Write out each record exactly as it stands. No pictures belong in the copy.

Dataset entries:
_____

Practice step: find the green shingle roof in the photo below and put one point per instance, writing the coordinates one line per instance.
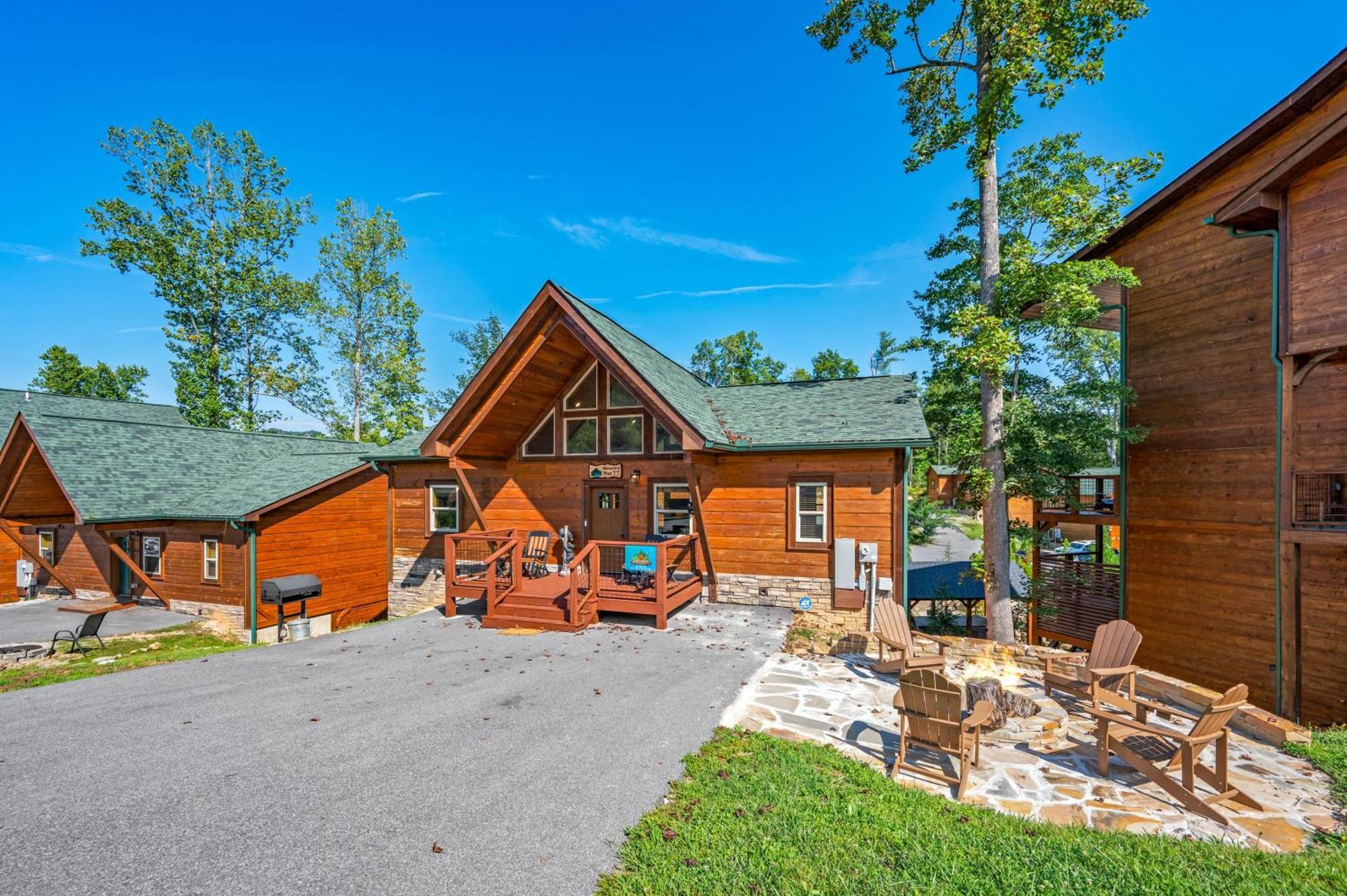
(125, 460)
(834, 413)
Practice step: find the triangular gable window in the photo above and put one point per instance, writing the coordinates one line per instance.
(584, 396)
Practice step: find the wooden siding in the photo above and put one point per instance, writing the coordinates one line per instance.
(744, 495)
(339, 533)
(1202, 486)
(1317, 218)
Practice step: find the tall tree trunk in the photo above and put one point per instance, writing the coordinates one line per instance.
(996, 513)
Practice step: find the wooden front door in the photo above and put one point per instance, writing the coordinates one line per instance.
(607, 513)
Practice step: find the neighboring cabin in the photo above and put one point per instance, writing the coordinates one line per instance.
(127, 501)
(577, 423)
(1236, 343)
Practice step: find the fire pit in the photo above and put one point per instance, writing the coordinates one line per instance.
(11, 654)
(1023, 714)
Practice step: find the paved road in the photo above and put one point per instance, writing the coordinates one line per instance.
(331, 766)
(37, 621)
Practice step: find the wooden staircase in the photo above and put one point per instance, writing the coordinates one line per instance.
(523, 610)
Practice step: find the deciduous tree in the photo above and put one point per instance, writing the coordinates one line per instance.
(207, 217)
(368, 320)
(735, 361)
(962, 90)
(65, 374)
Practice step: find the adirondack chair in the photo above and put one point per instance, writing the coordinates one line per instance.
(891, 630)
(931, 716)
(1158, 754)
(88, 629)
(1108, 670)
(537, 547)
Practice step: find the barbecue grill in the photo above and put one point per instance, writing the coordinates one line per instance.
(288, 590)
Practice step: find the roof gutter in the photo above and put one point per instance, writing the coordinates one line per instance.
(1276, 359)
(818, 446)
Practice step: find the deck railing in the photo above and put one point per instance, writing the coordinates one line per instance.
(1321, 498)
(491, 560)
(1074, 598)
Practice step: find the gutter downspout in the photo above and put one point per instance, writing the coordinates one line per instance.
(1123, 462)
(253, 576)
(1276, 359)
(907, 477)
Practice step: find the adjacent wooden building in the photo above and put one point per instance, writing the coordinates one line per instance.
(1236, 343)
(577, 425)
(126, 502)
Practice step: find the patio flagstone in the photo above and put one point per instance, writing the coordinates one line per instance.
(843, 703)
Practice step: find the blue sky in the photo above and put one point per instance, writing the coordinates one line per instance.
(702, 168)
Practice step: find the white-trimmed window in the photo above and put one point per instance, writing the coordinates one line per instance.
(211, 559)
(619, 396)
(583, 435)
(444, 508)
(666, 443)
(542, 442)
(627, 435)
(812, 513)
(584, 394)
(152, 555)
(673, 509)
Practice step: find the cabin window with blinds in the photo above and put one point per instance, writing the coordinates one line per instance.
(211, 559)
(627, 435)
(583, 436)
(152, 555)
(809, 504)
(542, 442)
(673, 509)
(584, 396)
(444, 508)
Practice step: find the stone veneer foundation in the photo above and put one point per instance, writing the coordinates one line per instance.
(418, 584)
(786, 591)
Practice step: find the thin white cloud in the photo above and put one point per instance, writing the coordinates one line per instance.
(639, 232)
(584, 234)
(45, 256)
(414, 197)
(452, 318)
(735, 291)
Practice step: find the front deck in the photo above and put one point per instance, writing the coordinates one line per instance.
(491, 565)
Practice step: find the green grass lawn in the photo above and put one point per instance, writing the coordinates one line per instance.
(756, 815)
(193, 641)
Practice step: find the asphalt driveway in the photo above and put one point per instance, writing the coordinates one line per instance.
(332, 766)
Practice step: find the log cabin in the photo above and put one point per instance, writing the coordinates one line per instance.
(1233, 508)
(662, 482)
(126, 502)
(945, 483)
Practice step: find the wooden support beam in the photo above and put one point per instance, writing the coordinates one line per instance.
(18, 475)
(694, 485)
(502, 386)
(468, 490)
(135, 570)
(37, 557)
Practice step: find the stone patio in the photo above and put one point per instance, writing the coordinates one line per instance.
(843, 703)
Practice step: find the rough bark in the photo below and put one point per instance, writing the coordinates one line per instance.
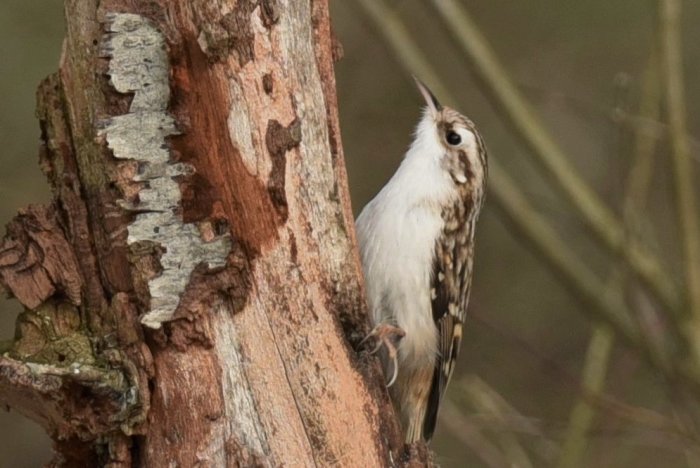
(194, 295)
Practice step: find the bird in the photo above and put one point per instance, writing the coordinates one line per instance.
(416, 239)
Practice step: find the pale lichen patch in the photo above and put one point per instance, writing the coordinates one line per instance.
(139, 65)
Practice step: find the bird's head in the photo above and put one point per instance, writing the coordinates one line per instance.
(461, 149)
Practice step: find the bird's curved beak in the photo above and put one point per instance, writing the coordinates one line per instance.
(430, 99)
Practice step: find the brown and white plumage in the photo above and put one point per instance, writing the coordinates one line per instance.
(417, 244)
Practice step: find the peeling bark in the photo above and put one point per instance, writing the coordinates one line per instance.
(199, 268)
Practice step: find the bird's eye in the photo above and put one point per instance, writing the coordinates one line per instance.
(453, 138)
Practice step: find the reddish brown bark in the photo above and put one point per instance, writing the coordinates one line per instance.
(255, 365)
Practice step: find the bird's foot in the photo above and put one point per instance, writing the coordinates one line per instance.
(388, 337)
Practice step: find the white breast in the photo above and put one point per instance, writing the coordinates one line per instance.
(397, 231)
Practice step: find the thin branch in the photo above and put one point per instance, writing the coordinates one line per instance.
(601, 344)
(670, 17)
(602, 221)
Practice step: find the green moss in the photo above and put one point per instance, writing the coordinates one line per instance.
(51, 334)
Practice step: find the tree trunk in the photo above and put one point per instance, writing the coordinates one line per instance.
(193, 296)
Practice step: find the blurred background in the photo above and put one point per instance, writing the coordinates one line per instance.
(541, 381)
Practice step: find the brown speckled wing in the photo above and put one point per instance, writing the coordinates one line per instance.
(448, 307)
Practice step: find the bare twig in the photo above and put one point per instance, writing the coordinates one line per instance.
(602, 340)
(670, 17)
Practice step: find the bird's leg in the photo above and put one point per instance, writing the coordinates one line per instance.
(387, 336)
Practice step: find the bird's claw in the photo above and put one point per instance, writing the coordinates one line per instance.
(388, 336)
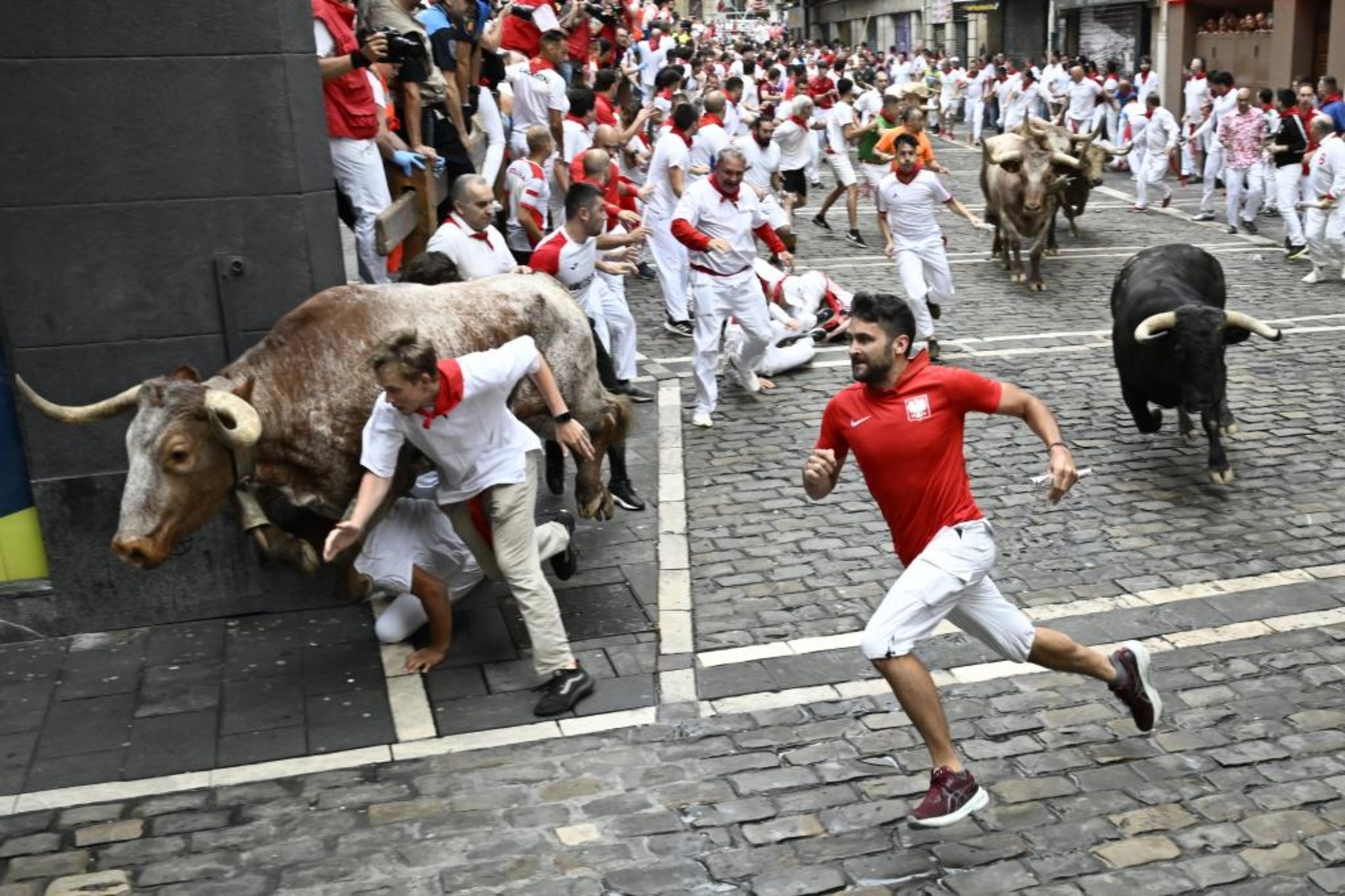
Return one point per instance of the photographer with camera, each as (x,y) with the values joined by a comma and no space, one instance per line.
(353,124)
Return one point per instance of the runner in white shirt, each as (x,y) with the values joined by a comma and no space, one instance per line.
(1080,96)
(414,556)
(841,130)
(1154,144)
(669,178)
(529,193)
(717,221)
(907,200)
(1225,101)
(456,413)
(763,177)
(469,237)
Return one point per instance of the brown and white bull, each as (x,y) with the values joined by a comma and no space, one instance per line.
(287,416)
(1018,178)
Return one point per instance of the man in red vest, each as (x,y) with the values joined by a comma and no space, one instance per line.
(353,124)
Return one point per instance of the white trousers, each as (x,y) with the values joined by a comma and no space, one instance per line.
(717,299)
(923,268)
(1325,234)
(672,263)
(359,174)
(1149,177)
(1291,189)
(1213,170)
(617,327)
(977,115)
(1244,192)
(950,580)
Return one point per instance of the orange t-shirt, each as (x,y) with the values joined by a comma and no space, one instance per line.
(888,145)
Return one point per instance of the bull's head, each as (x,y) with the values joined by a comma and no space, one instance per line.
(1198,336)
(181,447)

_____

FINISHED TASK =
Practice step: find the green shingle roof in the photo below and put one point per instance, writing the coordinates one line per instance.
(125, 460)
(834, 413)
Practice step: find the triangular gable window in the photo above and put one point per instance, writing the coordinates one line per instance.
(584, 396)
Practice step: find the wooden siding in the photo above and put one point per instance, writing the coordinates one line per instance.
(744, 495)
(339, 533)
(1202, 486)
(1317, 218)
Practice step: find the tall tree trunk in the photo above and put one point per instance, writing the coordinates one line per instance.
(996, 513)
Practice step: find the wooden front door in the photo above and put one point per instance, writing the coordinates one line per instance.
(607, 513)
Practice step: find the neighboring cabin in the photo above and put one point per instance, writing the coordinates one line per instance.
(127, 501)
(577, 423)
(1236, 343)
Practice step: find the fire pit in the photo above and put one point per instance, writing the coordinates one line per instance.
(11, 654)
(1023, 714)
Practice step: find the paved road in the photo above and put one point per instance, writing the coordinates one line per instance.
(331, 766)
(37, 621)
Practice step: find the wooden staircase in the photo above and put one point per instance, writing the coordinates one line per instance.
(523, 610)
Practice step: find the deciduous tree in the photo above and put one point per instance, writing the coordinates one line per instance.
(207, 217)
(368, 320)
(735, 361)
(962, 90)
(65, 374)
Practice step: find the adirondack chair in the photo above and put one point per instance, writing the coordinates one line per instance.
(891, 630)
(931, 716)
(1158, 754)
(88, 629)
(1108, 670)
(537, 547)
Practice step: find the barbecue grill in the photo above and put one point per instance, writing the coordinates one line per instance.
(288, 590)
Practice step: find the roof gutter in the photo above and put one point per instance, writing the coordinates one line per instance.
(1276, 359)
(818, 446)
Practice step: find the deck railing in the photo above and put one point per instance, writing the coordinates one line per instance.
(1321, 498)
(491, 560)
(1074, 598)
Practice step: find the gutter downspout in the photo above and put one point per instance, writing the coordinates one line per instance.
(1123, 462)
(253, 576)
(1276, 359)
(907, 477)
Practice step: find the adjacent wooden building in the photo above and put one point per instance, writing the coordinates one line per instance.
(1236, 343)
(577, 425)
(126, 502)
Practice step: find the patio flagstone in the photo above and put one point per instance, writing the coordinates one line per instance.
(843, 703)
Practice step: find the blue sky in the photo above and put one point per instance, writing the coordinates one line per instance.
(702, 168)
Practice step: find the white-trimmed window in the photo above and put one point per instance, writing the coordinates one line per instance.
(211, 559)
(619, 396)
(583, 435)
(444, 508)
(666, 443)
(542, 442)
(627, 435)
(812, 513)
(584, 394)
(152, 555)
(673, 509)
Practice step: find the cabin window with blinds in the photo above and put one point per instance, writing the coordinates one line per instance.
(211, 559)
(627, 435)
(583, 436)
(152, 555)
(809, 504)
(542, 442)
(673, 509)
(584, 396)
(444, 508)
Practice step: find the stone veneer foundation in the photo above and put one point per instance, writing the coordinates one line per instance.
(418, 584)
(786, 591)
Practice step: find the thin white cloud in the photo above and put one point per instance, writing the coordinates one line per instance.
(639, 232)
(584, 234)
(45, 256)
(414, 197)
(452, 318)
(735, 291)
Practice step: find the front deck in the photo above and put one point per instance, writing the coordinates one line per instance.
(491, 565)
Practice step: find the green grass lawn in the photo above and put one point per instance, writing the coordinates one line per instance.
(756, 815)
(193, 641)
Practice step: find the asphalt driveway in the photo above and put one point per instance, writing the coordinates one line per instance.
(332, 766)
Practice step: find the log cabin in the photo above and put one point per instance, writing the coordinates one line per instance.
(1233, 508)
(662, 482)
(126, 502)
(945, 483)
Practice step: find the wooden support beam in the photo above and put one point per instance, writing the coordinates one line per instance.
(18, 475)
(694, 485)
(502, 386)
(468, 490)
(135, 570)
(37, 557)
Practice step: find the stone patio in the photo above and put one point per instance, writing the coordinates one line per instance.
(843, 703)
Practice step: find the rough bark in the photo below and put one point per instance, writing the coordinates one line per instance.
(194, 295)
Practice step: find the bird in the photo above and put one point per instance, writing the coordinates one line per instance.
(416, 239)
Practice step: find the pale lichen patch in the photo above and put one point per instance, writing the coordinates one line per instance.
(139, 65)
Practice step: find the bird's head in the photo above and put one point per instance, writing the coordinates one line per instance.
(461, 149)
Practice step: find the bird's curved beak in the photo above and put one point per instance, writing the coordinates one line per instance.
(430, 99)
Practice step: find the brown and white plumage in the photo above and put one point per instance, writing the coordinates one line per instance.
(417, 244)
Practice step: find the peeling bark in the photo above and put one point per instance, writing the coordinates one line per instance.
(199, 268)
Practice step: find the bird's eye in the photo above and put one point per instance, writing the coordinates one line per instance.
(453, 138)
Practice step: find the reddish brown bark in the photo above and put one point per instance, writing the coordinates one line per instance.
(255, 365)
Practice step: find the bird's foot in the photo above and put one point per instance, writing the coordinates one line per instance.
(388, 337)
Practice step: find the white breast in the photo above and put one point per instance, writing the coordinates one line per instance.
(397, 231)
Practice step: find the thin branch in the photo above and put one point per instance, writing the coordinates one line per instance.
(601, 344)
(670, 17)
(602, 221)
Practice step: find the green moss in the photo above and put one point per instance, writing the coordinates one line per instance.
(51, 334)
Practice step: find the tree trunk in the photo above and put one point per instance, writing the coordinates one line per instance.
(193, 296)
Practice step: find the blurred background in the photo above and put one point per instance, writing the coordinates one line per instance.
(541, 381)
Practice step: find the brown speckled wing in the photo above and put one point per instance, writing the coordinates one line per instance.
(448, 307)
Practice step: find the bare twig in the photo above and put one point per instance, writing the coordinates one line per instance.
(602, 340)
(670, 17)
Practice step: find the bird's leg in the photo above and put one point per instance, writing the coordinates one line per instance.
(387, 336)
Practice step: find the bird's claw in the photo above and put one point per instance, writing the coordinates one line per instance.
(388, 336)
Return one point per instance of the photographer with camera, each as (x,y) with the values joined by a comma and no space, one instance per line.
(353,124)
Return one point per instance of the runner in white shirt, each as (x,y) with the values joined by a comma and no space, one instance per line.
(1080,96)
(414,556)
(841,130)
(1154,144)
(669,178)
(529,193)
(717,221)
(907,200)
(1225,101)
(456,413)
(763,177)
(469,237)
Return one point per instance of the brown and white bull, each as (x,y) with the values joined by a comma and no space, one instance per line.
(287,416)
(1018,178)
Return one point per instance of the man in red vest, each as (x,y) with the values joined by a comma and no space, one instance per line.
(353,124)
Return one point per instance of the white trousers, each as (x,y) with the values joined by a comma and no space, one instance per line.
(717,299)
(923,268)
(1325,234)
(672,263)
(359,174)
(1149,177)
(1291,189)
(1213,170)
(617,327)
(977,115)
(1244,192)
(950,580)
Return one point per instance of the orange t-shirt, each as (x,y) with the values joined by a comma and no space, one instance per line.
(888,145)
Return one point per instance of the bull's head, each as (x,y) with the values joined by a comma and no space, one instance per line.
(1198,336)
(181,447)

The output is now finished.